(Document passage):
_ _ _ _ _

EU leaders have struck a deal on a huge post-coronavirus recovery package following a fourth night of talks. It involves €750bn (£677bn; $859bn) in grants and loans to counter the impact of the pandemic in the 27-member bloc.
Daily Current Affairs Quiz 2020
Key-Points
The EU’s GDP is set to contract by close to 8 per cent in 2020 thanks to the Covid-induced disruption.
There are three chief elements of the agreement.
- One, a Euro 1.1 trillion budget for the EU over the next seven years.
- Two, Euro 360 billion in low-interest loans for countries most hit by Covid-19.
- Three, Euro 390 billion in grants to the worst affected economies.
The recovery package stands out for a variety of reasons. One is, of course, its size — roughly $2 trillion or Rs 150 lakh crore or 75 per cent of India’s annual GDP.
Secondly, instead of individual countries raising funds, this time around, the EU as a whole will borrow money from the markets — a total of Euro 750 billion (for grants and loans). This is a radical departure from the past.

_ _ _ _ _

(Data to examine):
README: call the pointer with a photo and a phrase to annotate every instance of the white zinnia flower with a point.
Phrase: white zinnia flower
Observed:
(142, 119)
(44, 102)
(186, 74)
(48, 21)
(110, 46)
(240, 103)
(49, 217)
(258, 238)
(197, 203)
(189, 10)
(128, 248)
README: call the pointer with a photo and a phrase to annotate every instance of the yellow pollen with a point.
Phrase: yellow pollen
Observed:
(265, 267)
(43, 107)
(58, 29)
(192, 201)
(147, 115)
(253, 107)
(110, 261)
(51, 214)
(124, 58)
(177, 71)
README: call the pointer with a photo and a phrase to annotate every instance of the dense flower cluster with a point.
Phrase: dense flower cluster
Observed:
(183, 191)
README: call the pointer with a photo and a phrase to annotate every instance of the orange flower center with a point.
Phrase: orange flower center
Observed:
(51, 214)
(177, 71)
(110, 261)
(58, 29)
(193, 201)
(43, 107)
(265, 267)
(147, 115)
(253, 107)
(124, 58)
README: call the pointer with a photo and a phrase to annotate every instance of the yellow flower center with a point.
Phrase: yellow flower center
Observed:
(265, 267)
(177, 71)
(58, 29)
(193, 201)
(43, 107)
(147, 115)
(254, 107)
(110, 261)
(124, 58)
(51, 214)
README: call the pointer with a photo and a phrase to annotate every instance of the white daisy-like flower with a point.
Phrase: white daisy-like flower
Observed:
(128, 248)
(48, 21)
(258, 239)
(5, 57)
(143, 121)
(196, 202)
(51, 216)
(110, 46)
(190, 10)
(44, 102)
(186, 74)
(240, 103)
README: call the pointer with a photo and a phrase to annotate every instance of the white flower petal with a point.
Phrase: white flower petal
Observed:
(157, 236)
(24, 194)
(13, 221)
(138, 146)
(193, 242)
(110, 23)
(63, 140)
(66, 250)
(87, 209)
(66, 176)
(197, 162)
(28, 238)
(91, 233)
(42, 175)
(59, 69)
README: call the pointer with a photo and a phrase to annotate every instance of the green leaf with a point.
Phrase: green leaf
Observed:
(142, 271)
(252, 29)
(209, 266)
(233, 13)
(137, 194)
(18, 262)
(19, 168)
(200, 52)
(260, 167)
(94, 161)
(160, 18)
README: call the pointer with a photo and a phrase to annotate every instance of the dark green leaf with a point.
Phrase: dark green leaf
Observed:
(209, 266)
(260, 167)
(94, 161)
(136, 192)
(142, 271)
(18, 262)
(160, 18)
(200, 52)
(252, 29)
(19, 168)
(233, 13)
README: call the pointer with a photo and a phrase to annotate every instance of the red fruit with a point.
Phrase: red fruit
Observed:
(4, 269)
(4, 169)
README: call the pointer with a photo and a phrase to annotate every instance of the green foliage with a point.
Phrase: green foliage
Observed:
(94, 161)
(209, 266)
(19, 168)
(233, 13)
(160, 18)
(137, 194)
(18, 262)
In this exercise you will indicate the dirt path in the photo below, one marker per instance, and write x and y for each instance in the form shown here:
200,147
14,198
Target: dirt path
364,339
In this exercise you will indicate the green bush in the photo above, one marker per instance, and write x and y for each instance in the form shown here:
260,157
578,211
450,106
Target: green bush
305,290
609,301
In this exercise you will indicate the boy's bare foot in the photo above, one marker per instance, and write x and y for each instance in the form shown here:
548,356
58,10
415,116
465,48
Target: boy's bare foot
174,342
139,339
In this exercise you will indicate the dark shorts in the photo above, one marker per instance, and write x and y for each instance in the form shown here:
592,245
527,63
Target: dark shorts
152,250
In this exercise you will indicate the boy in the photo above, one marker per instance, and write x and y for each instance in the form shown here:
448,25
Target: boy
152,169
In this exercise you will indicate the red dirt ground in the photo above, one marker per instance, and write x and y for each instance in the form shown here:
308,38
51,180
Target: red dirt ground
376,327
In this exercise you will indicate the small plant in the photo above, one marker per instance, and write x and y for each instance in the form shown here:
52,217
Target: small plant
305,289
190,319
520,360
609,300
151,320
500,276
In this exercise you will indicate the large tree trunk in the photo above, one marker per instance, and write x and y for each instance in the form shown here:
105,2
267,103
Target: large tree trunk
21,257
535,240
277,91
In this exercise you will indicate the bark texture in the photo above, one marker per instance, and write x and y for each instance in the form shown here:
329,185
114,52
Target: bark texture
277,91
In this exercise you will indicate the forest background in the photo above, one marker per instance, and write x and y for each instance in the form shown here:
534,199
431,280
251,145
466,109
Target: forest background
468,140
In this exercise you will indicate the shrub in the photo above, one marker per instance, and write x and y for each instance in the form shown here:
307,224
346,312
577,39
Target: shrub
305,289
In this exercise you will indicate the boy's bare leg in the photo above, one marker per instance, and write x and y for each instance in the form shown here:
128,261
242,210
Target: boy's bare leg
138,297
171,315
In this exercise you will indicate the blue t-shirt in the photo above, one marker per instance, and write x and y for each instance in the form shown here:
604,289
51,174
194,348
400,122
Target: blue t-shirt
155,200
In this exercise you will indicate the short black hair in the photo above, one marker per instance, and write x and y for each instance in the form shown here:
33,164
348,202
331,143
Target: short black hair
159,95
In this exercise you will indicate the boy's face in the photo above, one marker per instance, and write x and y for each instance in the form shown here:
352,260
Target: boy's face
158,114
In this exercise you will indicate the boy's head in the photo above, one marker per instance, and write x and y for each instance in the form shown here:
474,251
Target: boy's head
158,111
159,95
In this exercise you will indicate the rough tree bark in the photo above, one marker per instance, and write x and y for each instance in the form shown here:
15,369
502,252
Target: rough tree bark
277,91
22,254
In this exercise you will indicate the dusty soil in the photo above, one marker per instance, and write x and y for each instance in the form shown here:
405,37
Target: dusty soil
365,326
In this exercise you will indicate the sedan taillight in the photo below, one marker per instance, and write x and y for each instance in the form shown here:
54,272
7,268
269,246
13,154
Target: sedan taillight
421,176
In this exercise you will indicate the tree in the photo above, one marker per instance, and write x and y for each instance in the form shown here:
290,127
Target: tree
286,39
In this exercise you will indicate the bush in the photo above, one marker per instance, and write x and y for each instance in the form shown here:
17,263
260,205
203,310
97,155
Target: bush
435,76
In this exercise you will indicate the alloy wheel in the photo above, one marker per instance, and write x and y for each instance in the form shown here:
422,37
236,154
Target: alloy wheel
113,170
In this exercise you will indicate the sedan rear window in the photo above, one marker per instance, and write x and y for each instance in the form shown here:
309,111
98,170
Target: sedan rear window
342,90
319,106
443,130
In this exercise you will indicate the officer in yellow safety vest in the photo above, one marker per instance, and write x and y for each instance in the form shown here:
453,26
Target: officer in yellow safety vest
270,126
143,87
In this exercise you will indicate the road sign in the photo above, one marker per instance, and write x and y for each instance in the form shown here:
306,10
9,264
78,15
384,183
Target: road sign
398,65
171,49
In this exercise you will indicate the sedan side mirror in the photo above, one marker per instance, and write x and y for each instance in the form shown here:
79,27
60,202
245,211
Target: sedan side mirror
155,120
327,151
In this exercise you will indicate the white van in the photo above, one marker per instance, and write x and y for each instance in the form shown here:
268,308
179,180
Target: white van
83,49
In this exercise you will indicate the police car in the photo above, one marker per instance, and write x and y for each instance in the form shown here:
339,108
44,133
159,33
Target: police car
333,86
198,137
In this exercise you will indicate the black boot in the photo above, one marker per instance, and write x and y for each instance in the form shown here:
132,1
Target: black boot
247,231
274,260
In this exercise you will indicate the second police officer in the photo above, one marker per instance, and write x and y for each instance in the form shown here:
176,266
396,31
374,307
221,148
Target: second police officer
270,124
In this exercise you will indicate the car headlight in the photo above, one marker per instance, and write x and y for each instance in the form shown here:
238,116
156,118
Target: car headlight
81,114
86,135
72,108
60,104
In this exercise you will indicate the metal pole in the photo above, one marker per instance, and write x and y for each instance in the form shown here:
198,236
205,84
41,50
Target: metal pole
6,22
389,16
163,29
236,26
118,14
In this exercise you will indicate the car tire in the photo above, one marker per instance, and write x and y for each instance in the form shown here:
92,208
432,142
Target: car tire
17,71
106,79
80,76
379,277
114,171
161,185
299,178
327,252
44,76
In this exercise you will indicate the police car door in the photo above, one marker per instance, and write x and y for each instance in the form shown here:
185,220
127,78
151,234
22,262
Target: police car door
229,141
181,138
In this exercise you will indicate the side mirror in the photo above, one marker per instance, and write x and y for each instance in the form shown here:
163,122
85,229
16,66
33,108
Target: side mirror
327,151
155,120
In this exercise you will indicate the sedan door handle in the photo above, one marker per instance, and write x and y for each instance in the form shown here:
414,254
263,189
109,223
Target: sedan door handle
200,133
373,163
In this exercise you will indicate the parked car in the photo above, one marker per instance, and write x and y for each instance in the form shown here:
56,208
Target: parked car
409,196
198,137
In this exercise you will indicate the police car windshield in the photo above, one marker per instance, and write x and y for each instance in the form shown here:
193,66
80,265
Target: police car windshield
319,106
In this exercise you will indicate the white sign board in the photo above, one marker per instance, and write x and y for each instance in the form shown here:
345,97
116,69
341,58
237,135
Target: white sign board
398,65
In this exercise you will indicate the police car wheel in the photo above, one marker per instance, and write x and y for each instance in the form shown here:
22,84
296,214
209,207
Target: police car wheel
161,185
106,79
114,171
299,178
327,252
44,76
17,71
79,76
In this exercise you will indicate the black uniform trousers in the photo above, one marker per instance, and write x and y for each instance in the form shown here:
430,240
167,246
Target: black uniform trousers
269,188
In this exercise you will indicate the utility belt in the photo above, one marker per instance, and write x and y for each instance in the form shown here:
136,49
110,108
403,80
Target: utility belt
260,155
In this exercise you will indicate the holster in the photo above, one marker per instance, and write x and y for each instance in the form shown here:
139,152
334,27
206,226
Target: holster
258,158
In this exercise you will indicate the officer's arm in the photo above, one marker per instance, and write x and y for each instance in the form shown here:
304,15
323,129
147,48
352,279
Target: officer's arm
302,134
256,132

_ _ _ _ _

(What this exercise asks):
#1 Answer these questions using the passage on the EU recovery package:
(a) After which night of talks did EU leaders strike the deal?
(b) By roughly what percentage is the EU's GDP set to contract in 2020?
(c) How much money in grants goes to the worst affected economies?
#2 Write the next part of the passage on the EU recovery package, picking up after its last sentence.

(Solved problems):
#1
(a) The deal came after a fourth night of talks.
(b) The EU's GDP is set to contract by close to 8 per cent in 2020.
(c) Euro 390 billion in grants goes to the worst affected economies.

#2
Thirdly, the EU will be able to impose taxes in the region to partially pay for the fund. This will entail an unprecedented level of fiscal coordination among the member states for the next seven years.
Fourthly, almost a third of the overall package — Euro 500 billion — has been earmarked towards countering climate change. This includes expenditure towards developing clean energy, promoting energy efficiency etc.
This deal still requires member states to ratify it. Even after ratification, implementation will be an issue because many countries such as Hungary and Poland may resist the reforms agenda that many of these grants and cheap loans might entail.